┌─ THE INPUT

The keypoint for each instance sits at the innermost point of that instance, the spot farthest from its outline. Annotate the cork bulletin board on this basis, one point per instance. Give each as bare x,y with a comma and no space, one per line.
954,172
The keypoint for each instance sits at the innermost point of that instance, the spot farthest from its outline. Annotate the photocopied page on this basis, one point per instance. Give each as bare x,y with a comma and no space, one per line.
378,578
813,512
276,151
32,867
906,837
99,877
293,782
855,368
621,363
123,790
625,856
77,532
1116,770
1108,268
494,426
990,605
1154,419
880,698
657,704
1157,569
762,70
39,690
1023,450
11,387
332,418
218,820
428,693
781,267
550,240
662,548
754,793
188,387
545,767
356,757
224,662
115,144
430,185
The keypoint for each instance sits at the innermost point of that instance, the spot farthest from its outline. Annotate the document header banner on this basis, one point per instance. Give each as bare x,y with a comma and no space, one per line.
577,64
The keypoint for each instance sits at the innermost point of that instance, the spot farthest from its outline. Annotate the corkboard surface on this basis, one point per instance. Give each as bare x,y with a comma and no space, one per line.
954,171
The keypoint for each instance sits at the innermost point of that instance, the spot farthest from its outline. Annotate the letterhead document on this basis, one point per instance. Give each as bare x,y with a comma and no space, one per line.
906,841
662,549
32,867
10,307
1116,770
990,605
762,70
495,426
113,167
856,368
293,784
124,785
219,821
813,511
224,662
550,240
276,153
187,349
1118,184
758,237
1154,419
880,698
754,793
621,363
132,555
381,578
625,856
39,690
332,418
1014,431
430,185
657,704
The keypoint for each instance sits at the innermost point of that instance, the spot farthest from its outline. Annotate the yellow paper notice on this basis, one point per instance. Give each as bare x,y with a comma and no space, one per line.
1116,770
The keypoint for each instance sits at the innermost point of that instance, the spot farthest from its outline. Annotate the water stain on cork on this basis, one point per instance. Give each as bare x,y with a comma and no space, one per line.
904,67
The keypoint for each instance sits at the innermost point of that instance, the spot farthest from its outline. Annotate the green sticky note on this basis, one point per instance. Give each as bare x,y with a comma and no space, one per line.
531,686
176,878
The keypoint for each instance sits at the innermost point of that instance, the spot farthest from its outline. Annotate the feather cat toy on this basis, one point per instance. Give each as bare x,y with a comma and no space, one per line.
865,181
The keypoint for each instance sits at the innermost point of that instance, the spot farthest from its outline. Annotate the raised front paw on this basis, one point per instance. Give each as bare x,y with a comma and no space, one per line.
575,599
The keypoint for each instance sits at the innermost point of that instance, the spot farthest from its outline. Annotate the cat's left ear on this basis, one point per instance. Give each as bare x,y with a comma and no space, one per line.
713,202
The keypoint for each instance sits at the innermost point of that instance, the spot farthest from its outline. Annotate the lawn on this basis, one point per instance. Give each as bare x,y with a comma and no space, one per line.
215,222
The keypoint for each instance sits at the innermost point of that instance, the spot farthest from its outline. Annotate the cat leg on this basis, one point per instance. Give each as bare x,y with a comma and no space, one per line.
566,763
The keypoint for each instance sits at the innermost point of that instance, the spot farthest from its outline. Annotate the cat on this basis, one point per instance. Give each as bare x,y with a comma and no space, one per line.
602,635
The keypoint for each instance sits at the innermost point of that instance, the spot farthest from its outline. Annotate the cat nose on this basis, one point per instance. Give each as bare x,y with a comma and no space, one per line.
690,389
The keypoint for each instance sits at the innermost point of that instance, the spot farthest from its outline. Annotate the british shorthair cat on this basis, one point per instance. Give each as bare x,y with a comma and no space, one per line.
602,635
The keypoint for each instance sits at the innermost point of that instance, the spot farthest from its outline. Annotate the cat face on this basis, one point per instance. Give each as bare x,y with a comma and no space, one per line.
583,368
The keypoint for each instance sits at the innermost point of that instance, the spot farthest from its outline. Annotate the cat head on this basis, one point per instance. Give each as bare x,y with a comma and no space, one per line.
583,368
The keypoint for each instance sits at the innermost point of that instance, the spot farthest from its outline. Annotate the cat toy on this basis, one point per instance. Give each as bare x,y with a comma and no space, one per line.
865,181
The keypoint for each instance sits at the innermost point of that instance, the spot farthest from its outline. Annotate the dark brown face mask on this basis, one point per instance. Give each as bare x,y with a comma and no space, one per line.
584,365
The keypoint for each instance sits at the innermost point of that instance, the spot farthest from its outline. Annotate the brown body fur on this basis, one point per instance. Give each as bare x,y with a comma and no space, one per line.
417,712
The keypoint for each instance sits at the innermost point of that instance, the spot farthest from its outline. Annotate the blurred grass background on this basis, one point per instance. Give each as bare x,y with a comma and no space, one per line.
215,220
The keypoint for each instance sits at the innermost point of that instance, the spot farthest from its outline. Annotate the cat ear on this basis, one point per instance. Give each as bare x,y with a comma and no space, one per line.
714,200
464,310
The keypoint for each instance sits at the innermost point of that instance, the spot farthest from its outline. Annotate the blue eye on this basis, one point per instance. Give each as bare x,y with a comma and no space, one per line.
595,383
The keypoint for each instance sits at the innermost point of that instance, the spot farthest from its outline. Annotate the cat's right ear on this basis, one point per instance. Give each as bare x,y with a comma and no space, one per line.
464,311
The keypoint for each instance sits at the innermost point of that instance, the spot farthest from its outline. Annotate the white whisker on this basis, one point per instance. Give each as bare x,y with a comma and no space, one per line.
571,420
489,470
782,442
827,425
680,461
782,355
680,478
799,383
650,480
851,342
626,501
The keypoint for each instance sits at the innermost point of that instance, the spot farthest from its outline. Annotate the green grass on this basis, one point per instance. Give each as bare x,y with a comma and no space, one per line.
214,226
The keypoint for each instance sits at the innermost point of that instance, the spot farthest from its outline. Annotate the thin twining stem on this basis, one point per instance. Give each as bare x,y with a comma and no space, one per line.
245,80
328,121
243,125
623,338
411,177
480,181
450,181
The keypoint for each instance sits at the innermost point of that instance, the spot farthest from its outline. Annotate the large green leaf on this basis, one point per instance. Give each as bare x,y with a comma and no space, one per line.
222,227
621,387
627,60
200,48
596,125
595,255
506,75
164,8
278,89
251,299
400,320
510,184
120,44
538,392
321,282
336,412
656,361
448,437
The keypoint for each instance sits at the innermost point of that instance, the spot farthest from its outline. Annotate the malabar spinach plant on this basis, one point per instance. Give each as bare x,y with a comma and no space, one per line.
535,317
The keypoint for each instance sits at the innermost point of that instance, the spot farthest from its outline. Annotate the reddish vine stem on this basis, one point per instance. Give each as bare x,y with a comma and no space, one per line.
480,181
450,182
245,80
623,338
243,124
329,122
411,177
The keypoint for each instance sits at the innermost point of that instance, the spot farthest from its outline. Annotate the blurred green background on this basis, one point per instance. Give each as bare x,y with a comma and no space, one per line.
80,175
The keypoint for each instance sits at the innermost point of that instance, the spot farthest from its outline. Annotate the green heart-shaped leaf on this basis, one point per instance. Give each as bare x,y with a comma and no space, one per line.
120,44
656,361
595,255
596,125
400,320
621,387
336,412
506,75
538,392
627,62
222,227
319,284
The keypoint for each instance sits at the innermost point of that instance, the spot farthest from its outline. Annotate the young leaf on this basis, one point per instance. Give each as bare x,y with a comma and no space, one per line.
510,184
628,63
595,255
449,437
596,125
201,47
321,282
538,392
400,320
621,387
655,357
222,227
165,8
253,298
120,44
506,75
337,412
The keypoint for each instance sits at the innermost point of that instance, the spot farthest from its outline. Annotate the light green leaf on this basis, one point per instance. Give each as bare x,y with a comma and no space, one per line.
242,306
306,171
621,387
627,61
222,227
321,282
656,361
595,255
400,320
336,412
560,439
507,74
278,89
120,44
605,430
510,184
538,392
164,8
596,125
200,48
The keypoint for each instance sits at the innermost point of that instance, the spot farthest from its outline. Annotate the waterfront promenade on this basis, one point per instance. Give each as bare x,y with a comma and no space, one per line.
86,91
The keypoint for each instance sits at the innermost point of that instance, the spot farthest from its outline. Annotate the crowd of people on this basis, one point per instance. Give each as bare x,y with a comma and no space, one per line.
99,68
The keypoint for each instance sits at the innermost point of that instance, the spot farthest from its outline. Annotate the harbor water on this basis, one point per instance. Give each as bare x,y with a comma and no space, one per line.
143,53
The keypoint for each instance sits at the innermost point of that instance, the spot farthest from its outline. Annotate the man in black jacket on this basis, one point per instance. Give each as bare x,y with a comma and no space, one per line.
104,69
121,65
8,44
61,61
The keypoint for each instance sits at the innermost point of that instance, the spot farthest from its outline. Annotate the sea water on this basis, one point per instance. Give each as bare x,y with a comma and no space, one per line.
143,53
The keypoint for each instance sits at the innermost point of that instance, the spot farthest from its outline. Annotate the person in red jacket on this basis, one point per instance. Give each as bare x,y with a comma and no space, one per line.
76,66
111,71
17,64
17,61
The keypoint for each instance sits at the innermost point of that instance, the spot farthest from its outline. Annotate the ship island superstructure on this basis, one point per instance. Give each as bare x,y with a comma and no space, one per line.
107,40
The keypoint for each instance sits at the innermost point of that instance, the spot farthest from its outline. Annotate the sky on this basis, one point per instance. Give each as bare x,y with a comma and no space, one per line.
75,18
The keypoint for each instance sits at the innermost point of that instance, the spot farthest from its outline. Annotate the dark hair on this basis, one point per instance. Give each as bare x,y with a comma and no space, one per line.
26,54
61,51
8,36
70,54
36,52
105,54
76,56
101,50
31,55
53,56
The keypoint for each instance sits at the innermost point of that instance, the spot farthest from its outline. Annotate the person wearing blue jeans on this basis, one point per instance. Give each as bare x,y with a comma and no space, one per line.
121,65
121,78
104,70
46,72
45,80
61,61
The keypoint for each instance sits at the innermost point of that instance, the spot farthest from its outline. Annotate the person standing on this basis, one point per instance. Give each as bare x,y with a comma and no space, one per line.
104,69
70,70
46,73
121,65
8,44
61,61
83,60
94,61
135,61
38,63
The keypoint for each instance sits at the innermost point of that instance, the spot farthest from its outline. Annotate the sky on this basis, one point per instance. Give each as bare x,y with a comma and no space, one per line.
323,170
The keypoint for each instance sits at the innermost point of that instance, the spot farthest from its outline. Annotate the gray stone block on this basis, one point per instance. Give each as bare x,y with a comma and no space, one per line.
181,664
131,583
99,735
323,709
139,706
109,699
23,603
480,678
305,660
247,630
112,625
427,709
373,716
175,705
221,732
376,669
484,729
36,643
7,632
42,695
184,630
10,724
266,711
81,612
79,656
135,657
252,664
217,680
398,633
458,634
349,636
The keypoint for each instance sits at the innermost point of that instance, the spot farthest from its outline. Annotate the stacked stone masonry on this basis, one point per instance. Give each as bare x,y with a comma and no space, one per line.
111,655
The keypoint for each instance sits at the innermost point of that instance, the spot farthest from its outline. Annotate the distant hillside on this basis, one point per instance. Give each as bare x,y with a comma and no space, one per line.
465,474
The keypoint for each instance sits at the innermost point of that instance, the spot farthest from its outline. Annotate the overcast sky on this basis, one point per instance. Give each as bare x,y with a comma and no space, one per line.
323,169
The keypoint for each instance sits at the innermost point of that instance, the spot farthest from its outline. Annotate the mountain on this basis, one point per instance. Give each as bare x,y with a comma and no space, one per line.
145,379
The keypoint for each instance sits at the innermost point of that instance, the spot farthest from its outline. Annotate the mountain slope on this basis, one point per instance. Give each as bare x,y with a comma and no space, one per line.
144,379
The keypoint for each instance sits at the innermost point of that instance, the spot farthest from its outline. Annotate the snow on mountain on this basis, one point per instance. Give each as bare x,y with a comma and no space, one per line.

└─

# ASSIGNMENT
Quote, word for word, every line starting at the one that contains "Annotate the stacked" and ending with the final line of the entries.

# TASK ANSWER
The keypoint for each instance sits at the innermost point of that instance, the spot farthest from its outline. Annotate the stacked stone masonry on this basis, one point per instance. Give each as bare x,y with a comma and no space, one per line.
111,655
The keypoint for each instance sits at the innermost point of that instance, the spot farthest from its outline. Annotate the distant hillside on this basis, one point per instance. Give each as bare x,y with a comma and no space, one per line.
465,474
The keypoint for each instance sits at the innermost point of that instance, the spot farthest from its outline. Annotate the overcast sky on this basis, one point per instance. Give each as bare x,y with a comma and no space, one per line.
323,169
The keypoint for each instance sits at the innermost point of that instance, the spot farthest from its outline. Annotate the mountain on this basis, one point per instance. Give each as bare x,y with a comma and no space, one per line.
145,379
The keypoint for each instance sits at the innermost point of that instance, the spot farthest from its outline. Annotate the mountain slope on this basis, one point per instance. Give each as bare x,y with a comma and no space, one per line.
144,379
The keypoint for each instance sits at the innermost point of that instance, the spot farthest from its outline. Annotate the snow on mountain on this basis, one point per instance. Give each as bare x,y with a comma and no space, one per line.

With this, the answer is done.